Assignment:
From the first line to the last, restate the material word for word, omitting pictures.

Recorded information:
**********

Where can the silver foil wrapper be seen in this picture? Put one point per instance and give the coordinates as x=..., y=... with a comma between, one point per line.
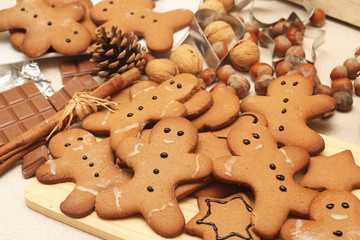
x=17, y=74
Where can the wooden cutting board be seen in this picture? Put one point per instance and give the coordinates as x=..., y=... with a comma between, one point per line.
x=344, y=10
x=38, y=198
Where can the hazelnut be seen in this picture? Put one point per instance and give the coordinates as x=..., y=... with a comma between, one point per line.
x=251, y=27
x=187, y=59
x=343, y=100
x=294, y=35
x=323, y=89
x=262, y=83
x=283, y=67
x=295, y=50
x=213, y=4
x=250, y=36
x=259, y=69
x=208, y=75
x=278, y=29
x=225, y=72
x=339, y=71
x=318, y=18
x=342, y=85
x=238, y=16
x=160, y=70
x=228, y=4
x=219, y=31
x=220, y=49
x=282, y=44
x=149, y=57
x=357, y=86
x=353, y=67
x=240, y=84
x=244, y=54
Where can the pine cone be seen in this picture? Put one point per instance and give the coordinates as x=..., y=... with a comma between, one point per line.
x=116, y=51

**********

Reply:
Where can the silver foil wrapper be seen in this picture? Put one point per instance and give the coordinates as x=..., y=... with a comma between, one point per line.
x=17, y=74
Where can the wooden cutting board be seen in this picture? Put one point per instance and give the coordinates as x=..., y=... with a comma between, one point per line.
x=344, y=10
x=38, y=198
Where can the hazelnut be seen in this picture? Put one point per instance and give the coordinates as x=..., y=... with a comma between, one point per line.
x=251, y=27
x=187, y=59
x=343, y=100
x=294, y=35
x=323, y=89
x=262, y=83
x=283, y=67
x=295, y=50
x=213, y=4
x=250, y=36
x=259, y=69
x=208, y=75
x=278, y=29
x=225, y=72
x=339, y=71
x=318, y=18
x=342, y=85
x=238, y=16
x=160, y=70
x=228, y=4
x=219, y=31
x=220, y=49
x=282, y=44
x=149, y=57
x=357, y=86
x=353, y=67
x=240, y=84
x=244, y=54
Where can the pine cone be seen in this picture? Put one point per instance and give the coordinates as x=..., y=... with a comma between, one point per line.
x=116, y=51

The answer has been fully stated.